Work to do:
a) Sum up the sermon passage in two sentences.
b) In the sermon passage, which chapter of 1 Corinthians is cited for Paul's words "woe is unto me if I preach not"?
c) Write out the sermon passage word for word, from "Why? Because of" up to and including "quite another thing.".

Given passage:
BEGIN

And having introduced the subject at the level of teachers in the beginning, he will then move to a discussion more generally of everyone and everyone's speech. Now let's go back and look more closely at verse 1. My brothers, let not many become teachers. And actually, the my brothers comes after that in the Greek text so that he starts out with this very strong statement, let not many become teachers. Now that is not to deny the fact that God wants us to teach his word because God does want us to do that. The Lord wants us to articulate his truth back in Numbers chapter 11 verse 26 through 29. We have an account, Moses talking, and Moses says in verse 29, would God that all the Lord's people were prophets and that the Lord would put his spirit upon them? In the situation there with El dad and me dad, Moses says, I'm not disparaging about the the role of a prophet.

I wish to God that everybody did that. And there's a sense in which we wish that everyone were a preacher and everyone were a teacher. And certainly in Matthew 28, all of us are called to go into the world and make disciples, teaching people to observe whatever Christ has commanded.

This is not disclaiming that. And there are some who are compelled to preach. Paul says in 1 Corinthians 9, woe is unto me if I preach not. And in 1 Timothy 3, if a man desires the office of an overseer which involves primarily teaching, he desires a good thing. This is not to set that aside or contradict that, but it is to say we do not embark upon a teaching ministry without a sense of the seriousness involved. And no doubt in the assembly to which James is writing, there was some failure to consider this great seriousness and people were aspiring and ascending to the teaching role with little or no thought as to the implications of it. And so he says, my brothers and thereby speaks of those who name the name of Christ within the church, I want to prevent you from rushing in a foolish way into the role of teaching.

Why? Because of the great potential to sin with your tongue. And when you sin with your tongue in private, that's one thing. When you sin with your tongue in public, that is quite another thing.

And the potential for condemnation is far greater to the one at the wide level of verbal proclamation. Now what does he mean to become a teacher? What kind of teacher is he talking about? I began to think about that and wonder just exactly what he had in mind.

END

Information provided:
BEGIN

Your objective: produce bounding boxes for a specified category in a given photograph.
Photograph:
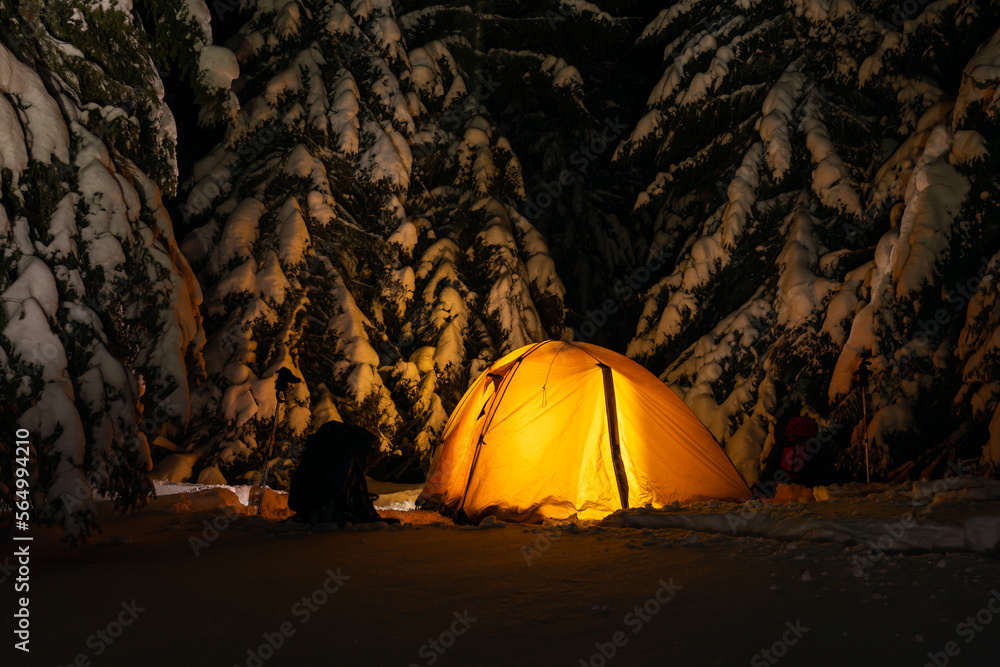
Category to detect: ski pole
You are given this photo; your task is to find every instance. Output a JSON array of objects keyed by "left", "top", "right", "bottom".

END

Responses to the exercise:
a) James opens with the strong warning that not many should become teachers. This does not deny that God wants his word taught; it warns against rushing into teaching without a sense of its seriousness, because sinning with the tongue in public carries far greater potential for condemnation than doing so in private.

b) 1 Corinthians 9.

c)
Why? Because of the great potential to sin with your tongue. And when you sin with your tongue in private, that's one thing. When you sin with your tongue in public, that is quite another thing.